++++ Records for processing

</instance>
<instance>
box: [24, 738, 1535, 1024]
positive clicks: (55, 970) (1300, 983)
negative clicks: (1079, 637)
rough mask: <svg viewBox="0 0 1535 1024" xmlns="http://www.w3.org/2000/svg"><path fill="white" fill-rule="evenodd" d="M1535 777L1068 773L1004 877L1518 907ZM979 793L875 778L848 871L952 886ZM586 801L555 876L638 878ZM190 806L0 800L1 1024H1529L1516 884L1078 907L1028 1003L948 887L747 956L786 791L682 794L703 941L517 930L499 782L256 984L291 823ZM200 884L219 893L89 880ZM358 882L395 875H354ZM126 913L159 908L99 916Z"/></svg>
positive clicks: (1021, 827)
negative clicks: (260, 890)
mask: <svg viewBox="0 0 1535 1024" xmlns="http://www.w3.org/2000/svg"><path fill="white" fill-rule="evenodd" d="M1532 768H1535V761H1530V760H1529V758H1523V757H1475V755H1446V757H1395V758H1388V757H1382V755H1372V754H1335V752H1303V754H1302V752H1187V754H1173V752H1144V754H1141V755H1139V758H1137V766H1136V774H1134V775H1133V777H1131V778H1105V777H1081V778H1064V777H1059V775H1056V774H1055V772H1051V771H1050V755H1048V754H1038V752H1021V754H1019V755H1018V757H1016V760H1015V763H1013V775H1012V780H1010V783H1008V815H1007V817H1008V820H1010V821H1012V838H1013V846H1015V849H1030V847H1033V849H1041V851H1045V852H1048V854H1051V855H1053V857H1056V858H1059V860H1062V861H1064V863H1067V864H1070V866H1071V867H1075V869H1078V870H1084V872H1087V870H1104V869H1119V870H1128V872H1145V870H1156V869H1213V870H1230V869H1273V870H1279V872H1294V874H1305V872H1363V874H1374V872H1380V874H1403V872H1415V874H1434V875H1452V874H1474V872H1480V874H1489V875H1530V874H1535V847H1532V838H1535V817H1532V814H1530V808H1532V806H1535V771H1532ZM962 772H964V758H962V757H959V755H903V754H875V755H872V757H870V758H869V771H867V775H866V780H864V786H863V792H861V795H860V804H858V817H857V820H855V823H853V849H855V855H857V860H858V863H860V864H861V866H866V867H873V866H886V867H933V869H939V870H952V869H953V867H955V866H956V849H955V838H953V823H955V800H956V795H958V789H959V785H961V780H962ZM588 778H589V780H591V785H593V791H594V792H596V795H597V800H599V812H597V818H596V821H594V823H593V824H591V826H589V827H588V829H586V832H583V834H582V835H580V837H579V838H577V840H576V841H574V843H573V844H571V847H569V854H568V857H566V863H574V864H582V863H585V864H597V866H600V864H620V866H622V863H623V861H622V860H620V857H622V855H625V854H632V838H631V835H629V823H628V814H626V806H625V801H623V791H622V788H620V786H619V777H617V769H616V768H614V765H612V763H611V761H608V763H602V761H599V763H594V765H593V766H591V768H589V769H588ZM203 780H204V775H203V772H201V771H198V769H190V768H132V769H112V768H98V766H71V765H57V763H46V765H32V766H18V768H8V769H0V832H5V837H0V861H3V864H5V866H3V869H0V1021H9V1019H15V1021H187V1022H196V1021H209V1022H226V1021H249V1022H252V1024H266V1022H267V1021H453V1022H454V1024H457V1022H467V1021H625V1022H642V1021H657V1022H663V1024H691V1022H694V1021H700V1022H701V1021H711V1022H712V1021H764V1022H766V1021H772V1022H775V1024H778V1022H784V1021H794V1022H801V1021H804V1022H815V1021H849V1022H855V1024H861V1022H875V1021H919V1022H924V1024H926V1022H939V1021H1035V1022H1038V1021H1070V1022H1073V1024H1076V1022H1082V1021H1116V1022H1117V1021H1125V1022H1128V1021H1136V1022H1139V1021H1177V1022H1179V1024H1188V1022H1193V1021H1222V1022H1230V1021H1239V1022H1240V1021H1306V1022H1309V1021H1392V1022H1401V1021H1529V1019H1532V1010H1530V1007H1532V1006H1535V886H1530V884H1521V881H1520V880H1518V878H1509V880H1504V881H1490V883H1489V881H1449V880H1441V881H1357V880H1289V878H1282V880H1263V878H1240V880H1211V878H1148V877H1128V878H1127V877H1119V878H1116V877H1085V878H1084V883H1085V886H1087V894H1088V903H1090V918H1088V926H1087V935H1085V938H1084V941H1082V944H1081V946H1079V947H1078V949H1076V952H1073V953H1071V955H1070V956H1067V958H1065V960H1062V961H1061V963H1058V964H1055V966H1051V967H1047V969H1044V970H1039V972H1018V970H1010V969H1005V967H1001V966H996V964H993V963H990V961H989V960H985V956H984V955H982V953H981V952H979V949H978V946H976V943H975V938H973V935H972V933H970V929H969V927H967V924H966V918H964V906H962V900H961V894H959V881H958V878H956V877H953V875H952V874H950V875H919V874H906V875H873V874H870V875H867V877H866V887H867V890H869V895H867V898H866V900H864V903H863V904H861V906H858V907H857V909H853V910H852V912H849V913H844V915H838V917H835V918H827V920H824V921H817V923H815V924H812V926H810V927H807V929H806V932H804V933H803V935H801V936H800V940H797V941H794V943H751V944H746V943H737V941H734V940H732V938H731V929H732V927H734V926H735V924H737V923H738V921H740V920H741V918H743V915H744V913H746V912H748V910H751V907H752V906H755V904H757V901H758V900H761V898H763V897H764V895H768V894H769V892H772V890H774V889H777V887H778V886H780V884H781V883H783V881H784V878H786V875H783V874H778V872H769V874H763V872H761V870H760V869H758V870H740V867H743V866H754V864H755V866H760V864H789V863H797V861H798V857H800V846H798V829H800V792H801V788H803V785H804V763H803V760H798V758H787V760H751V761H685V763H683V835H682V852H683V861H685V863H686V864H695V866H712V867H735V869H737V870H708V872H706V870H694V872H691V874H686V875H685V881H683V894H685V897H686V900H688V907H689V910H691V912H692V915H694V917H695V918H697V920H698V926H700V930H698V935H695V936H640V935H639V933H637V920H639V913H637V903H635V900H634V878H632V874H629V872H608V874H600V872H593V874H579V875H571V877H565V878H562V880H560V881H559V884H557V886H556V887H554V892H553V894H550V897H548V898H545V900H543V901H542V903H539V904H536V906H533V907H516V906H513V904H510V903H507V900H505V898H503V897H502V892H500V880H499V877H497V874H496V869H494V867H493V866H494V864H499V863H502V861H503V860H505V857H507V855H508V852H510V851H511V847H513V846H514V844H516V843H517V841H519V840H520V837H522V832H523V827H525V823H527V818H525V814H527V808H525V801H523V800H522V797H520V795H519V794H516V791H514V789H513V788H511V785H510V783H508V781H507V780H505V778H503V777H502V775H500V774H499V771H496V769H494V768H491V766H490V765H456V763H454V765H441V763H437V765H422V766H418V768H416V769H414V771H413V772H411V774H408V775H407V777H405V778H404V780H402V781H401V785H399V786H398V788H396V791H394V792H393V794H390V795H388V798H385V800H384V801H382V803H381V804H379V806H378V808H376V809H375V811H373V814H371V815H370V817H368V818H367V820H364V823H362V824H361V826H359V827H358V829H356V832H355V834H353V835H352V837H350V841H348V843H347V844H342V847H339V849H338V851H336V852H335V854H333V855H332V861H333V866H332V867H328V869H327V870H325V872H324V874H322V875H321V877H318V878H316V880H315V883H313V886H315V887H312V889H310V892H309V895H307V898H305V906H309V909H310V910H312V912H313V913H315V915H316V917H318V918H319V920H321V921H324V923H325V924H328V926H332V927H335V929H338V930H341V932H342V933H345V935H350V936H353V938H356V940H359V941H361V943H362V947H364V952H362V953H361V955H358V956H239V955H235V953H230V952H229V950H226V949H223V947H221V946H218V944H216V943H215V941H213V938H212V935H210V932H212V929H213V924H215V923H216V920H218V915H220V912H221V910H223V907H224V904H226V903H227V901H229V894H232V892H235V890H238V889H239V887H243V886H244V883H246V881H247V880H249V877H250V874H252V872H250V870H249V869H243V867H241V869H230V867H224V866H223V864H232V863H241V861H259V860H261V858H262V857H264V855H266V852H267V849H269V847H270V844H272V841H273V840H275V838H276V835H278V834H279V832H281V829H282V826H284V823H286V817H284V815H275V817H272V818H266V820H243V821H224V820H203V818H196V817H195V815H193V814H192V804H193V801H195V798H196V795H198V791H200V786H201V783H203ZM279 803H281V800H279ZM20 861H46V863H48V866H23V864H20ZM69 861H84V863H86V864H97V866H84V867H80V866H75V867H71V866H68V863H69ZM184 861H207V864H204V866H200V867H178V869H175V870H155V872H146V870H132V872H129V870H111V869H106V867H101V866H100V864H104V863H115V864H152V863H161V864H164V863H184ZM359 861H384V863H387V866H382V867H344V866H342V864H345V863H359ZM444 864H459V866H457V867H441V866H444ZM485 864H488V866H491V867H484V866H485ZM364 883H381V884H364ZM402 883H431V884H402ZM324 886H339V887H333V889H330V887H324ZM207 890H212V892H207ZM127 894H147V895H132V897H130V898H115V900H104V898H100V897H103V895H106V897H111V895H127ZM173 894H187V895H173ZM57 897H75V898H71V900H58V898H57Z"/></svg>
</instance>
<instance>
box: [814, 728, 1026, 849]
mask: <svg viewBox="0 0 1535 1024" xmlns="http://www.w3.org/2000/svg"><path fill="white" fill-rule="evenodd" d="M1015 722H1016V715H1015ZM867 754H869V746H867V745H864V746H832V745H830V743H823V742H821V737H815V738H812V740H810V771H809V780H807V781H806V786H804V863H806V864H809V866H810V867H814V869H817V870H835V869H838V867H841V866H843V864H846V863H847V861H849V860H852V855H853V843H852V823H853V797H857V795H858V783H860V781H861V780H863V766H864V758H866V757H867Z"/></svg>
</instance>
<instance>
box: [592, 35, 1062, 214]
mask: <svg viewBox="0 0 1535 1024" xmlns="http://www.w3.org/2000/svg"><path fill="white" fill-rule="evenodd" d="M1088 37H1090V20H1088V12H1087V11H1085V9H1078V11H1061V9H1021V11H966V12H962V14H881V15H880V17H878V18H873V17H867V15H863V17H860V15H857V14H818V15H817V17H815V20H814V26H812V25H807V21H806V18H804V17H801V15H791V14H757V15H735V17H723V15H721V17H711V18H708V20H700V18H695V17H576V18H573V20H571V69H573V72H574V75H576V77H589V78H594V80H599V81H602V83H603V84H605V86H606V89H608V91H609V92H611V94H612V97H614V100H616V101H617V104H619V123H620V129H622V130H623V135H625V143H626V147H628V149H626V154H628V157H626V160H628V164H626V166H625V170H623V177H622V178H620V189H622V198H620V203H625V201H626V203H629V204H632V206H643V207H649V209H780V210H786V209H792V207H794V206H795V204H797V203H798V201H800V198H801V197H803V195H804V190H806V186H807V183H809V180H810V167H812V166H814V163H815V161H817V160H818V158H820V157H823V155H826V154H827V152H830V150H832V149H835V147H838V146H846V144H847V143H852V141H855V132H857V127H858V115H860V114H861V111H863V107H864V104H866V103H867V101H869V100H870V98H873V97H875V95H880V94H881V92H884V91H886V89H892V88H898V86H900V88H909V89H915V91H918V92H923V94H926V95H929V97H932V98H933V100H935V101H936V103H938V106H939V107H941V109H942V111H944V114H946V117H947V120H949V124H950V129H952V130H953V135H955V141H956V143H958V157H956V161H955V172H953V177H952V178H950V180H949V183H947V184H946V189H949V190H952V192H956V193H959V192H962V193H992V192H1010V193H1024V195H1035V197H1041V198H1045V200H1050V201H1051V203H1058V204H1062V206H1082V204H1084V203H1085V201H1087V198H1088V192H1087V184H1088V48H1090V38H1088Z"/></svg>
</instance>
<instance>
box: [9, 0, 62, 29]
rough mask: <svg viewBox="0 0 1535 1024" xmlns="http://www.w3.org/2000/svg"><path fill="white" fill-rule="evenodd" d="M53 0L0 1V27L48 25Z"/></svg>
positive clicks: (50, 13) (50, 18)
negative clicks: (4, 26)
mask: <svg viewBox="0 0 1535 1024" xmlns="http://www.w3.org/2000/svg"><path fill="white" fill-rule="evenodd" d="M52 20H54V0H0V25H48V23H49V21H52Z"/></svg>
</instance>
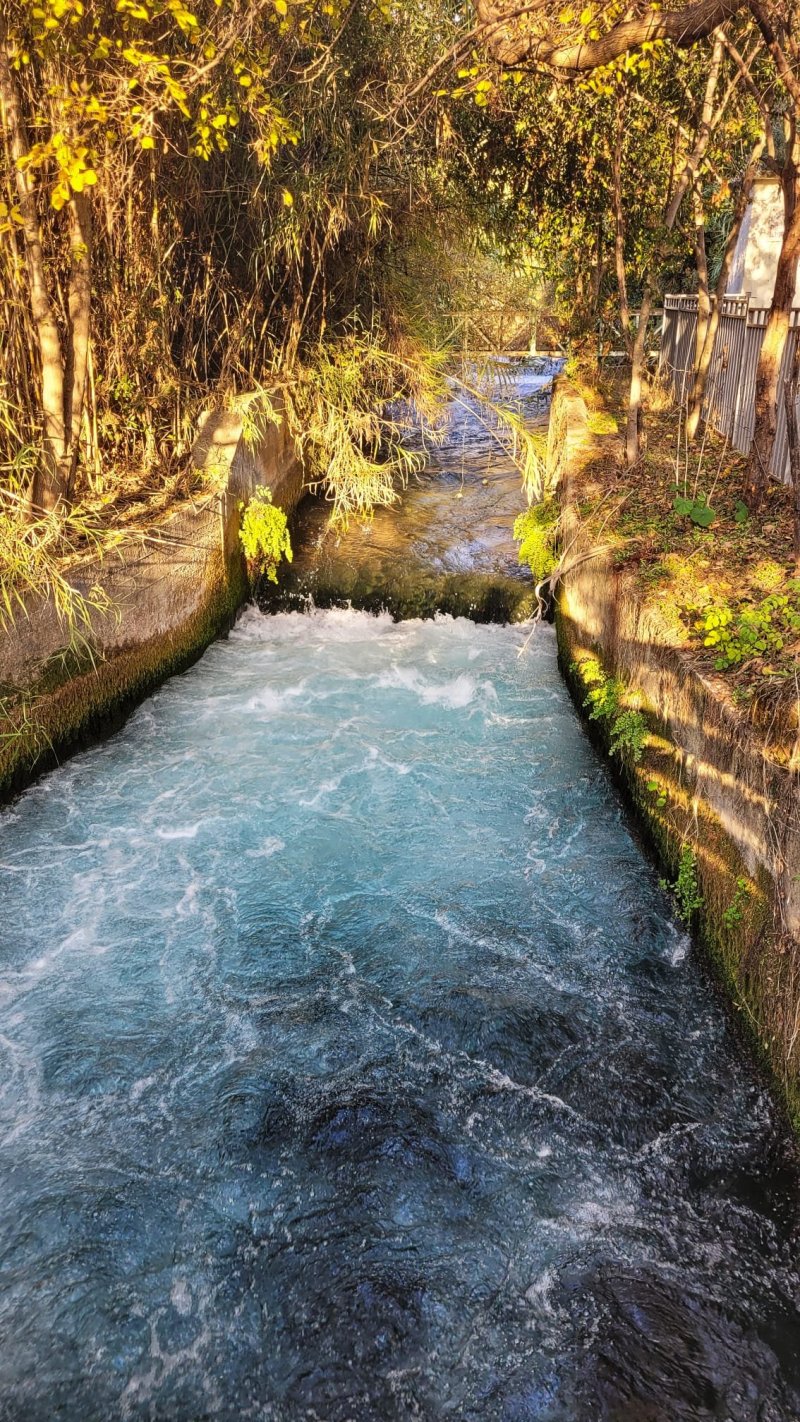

++++++++

- Work order
Can you format the rows, from the very first line through the line containing "negative clicks: (260, 890)", as a JSON list of strings with one string per line and blank lines omitted?

- Output
[
  "</instance>",
  "<instance>",
  "box: [24, 738, 1535, 1024]",
  "positive clicks: (55, 970) (1300, 983)",
  "negative clicks: (1079, 637)",
  "rough mask: <svg viewBox=\"0 0 1535 1024\" xmlns=\"http://www.w3.org/2000/svg\"><path fill=\"white\" fill-rule=\"evenodd\" d=\"M1535 777L1068 773L1004 877L1518 907ZM979 793L875 778L848 871L952 886ZM586 801L555 876L638 878ZM190 806L0 800L1 1024H1529L1516 884L1078 907L1028 1003L948 887L747 956L786 791L682 794L703 941L517 930L499 782L256 984L291 823ZM200 884L219 893L89 880ZM358 882L395 875H354ZM126 913L159 908L99 916Z\"/></svg>",
  "positive clicks: (1021, 827)",
  "negative clicks: (260, 890)"
]